_Task brief_: Copy the rows below, switching "Tag each instance" to "Mark every instance" wherever it occurs and leaving everything else unchanged.

_Listing_:
————————

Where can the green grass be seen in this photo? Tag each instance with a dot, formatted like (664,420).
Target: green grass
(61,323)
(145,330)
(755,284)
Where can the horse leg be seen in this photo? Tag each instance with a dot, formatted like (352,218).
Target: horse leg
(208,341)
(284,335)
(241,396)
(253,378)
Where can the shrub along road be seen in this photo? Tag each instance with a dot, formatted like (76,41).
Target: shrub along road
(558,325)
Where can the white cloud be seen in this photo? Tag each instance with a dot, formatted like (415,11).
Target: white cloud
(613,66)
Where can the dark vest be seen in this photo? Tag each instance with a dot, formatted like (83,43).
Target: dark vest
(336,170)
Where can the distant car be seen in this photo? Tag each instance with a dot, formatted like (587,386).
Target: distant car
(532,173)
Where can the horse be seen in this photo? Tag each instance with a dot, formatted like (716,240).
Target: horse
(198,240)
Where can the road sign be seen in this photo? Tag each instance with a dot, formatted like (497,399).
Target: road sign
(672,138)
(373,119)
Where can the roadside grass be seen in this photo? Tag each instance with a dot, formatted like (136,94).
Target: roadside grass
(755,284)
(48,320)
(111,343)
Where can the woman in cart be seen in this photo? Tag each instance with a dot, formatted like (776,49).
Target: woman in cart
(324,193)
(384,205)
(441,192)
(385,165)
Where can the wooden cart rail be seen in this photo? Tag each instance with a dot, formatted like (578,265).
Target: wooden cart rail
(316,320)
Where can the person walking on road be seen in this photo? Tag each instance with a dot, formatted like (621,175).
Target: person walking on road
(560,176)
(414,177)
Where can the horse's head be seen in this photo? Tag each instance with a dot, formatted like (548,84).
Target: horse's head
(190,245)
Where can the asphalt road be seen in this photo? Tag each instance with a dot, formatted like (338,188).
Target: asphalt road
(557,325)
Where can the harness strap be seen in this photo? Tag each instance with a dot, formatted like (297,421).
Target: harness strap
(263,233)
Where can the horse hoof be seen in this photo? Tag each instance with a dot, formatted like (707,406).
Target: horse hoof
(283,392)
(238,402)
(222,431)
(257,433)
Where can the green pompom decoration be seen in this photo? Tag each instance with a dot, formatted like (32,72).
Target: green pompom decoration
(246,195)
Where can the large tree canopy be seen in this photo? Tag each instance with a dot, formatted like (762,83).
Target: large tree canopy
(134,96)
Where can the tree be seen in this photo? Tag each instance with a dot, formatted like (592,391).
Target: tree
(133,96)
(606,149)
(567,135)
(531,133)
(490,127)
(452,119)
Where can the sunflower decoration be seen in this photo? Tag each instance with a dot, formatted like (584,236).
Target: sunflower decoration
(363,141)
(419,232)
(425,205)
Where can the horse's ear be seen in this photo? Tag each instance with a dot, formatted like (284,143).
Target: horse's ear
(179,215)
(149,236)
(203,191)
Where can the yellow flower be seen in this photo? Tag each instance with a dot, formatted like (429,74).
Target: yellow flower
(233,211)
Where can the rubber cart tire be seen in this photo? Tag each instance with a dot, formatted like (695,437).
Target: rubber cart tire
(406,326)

————————

_Solution to this problem_:
Where can the green grass be seen in this photo? Mark every instance with a dot, formatted like (664,420).
Target: green grass
(61,323)
(145,330)
(755,284)
Where can the horse leg be seen in this photo? Mark every instance with a dot, formatted like (352,218).
Target: horse leg
(208,341)
(284,335)
(241,396)
(253,378)
Where can the shrub along road be seen in this photo? Mark every instance with a dot, formatted like (76,41).
Target: shrub along road
(558,325)
Where can the white cloud be seen in this photo? Mark every instance with a dot, formatted like (415,11).
Target: white cloud
(613,66)
Where can the dark vest be seen in this photo? Mark every instance with a dot, formatted like (83,43).
Target: dark vest
(336,170)
Where can the distant car be seen in this photo? Mark every instance with a dot, formatted like (587,386).
Target: distant car
(532,173)
Where can the horse be seen in this photo? Mark every instance with a dot, formatted like (716,240).
Target: horse
(198,240)
Where can the road sign be seen in this photo? Mark every instance with a dot, formatted like (497,399).
Target: road sign
(672,138)
(373,119)
Where can the roadside grass be seen in this photo? Mark every instance with a dot, formatted like (136,94).
Target: roadside grass
(755,284)
(48,320)
(111,343)
Where can the woman in cart be seen in this photo? Mark every instance with a dot, formatted like (776,49).
Target: woman in cart
(324,193)
(384,205)
(441,192)
(385,165)
Where can the wooden cart rail be seen in this photo? Mark every instance with a dot, formatted like (578,265).
Target: wooden cart rail
(316,320)
Where can the person walking on road be seen in this photo? Mark every instance with a dot, formatted like (621,175).
Target: person walking on road
(560,176)
(414,177)
Where can the horse's head be seen in this photo? Mark every instance with a dot, formatted like (548,84).
Target: horse's head
(190,245)
Where can the asphalt road be seen in this photo? Mark every instance with a dot, formatted like (338,188).
Target: asphalt road
(557,325)
Where can the harness strap be seen in this photo? Mark every instance with a dot, formatted like (297,421).
Target: harness strap
(263,233)
Where can the horse hoof be seen in this photo? Mark every instance with a dot, formatted like (707,406).
Target: horse hoof
(283,392)
(238,402)
(222,431)
(257,433)
Where can the green pompom decoration be seen in this photo? Mark every instance with a dot, formatted like (32,72).
Target: green pompom decoration
(246,195)
Where can the large tree canopy be seen in this photo? Mark every instance with a dot, formatted like (762,83).
Target: large tree canopy
(134,96)
Where can the tree be seen in this photo? Mark every instance with a dot, formatted like (592,391).
Target: tree
(133,96)
(606,149)
(567,135)
(531,133)
(490,127)
(452,119)
Where can the sunflower decoration be seen in this photo? Mark every instance with a dot, formatted like (584,236).
Target: sunflower decoration
(363,141)
(419,232)
(425,205)
Where can the horse's ear be seen in this photo? Mark every instance with a dot, formatted like (284,143).
Target: horse's ear
(179,215)
(149,236)
(203,191)
Where can the yellow flower be seen in this photo? Mark every instance with a dot, formatted like (429,74).
Target: yellow flower
(233,211)
Where can the rubber cart tire be seen in this photo? Mark every instance with a dot, formatted like (695,437).
Target: rubber cart tire
(406,326)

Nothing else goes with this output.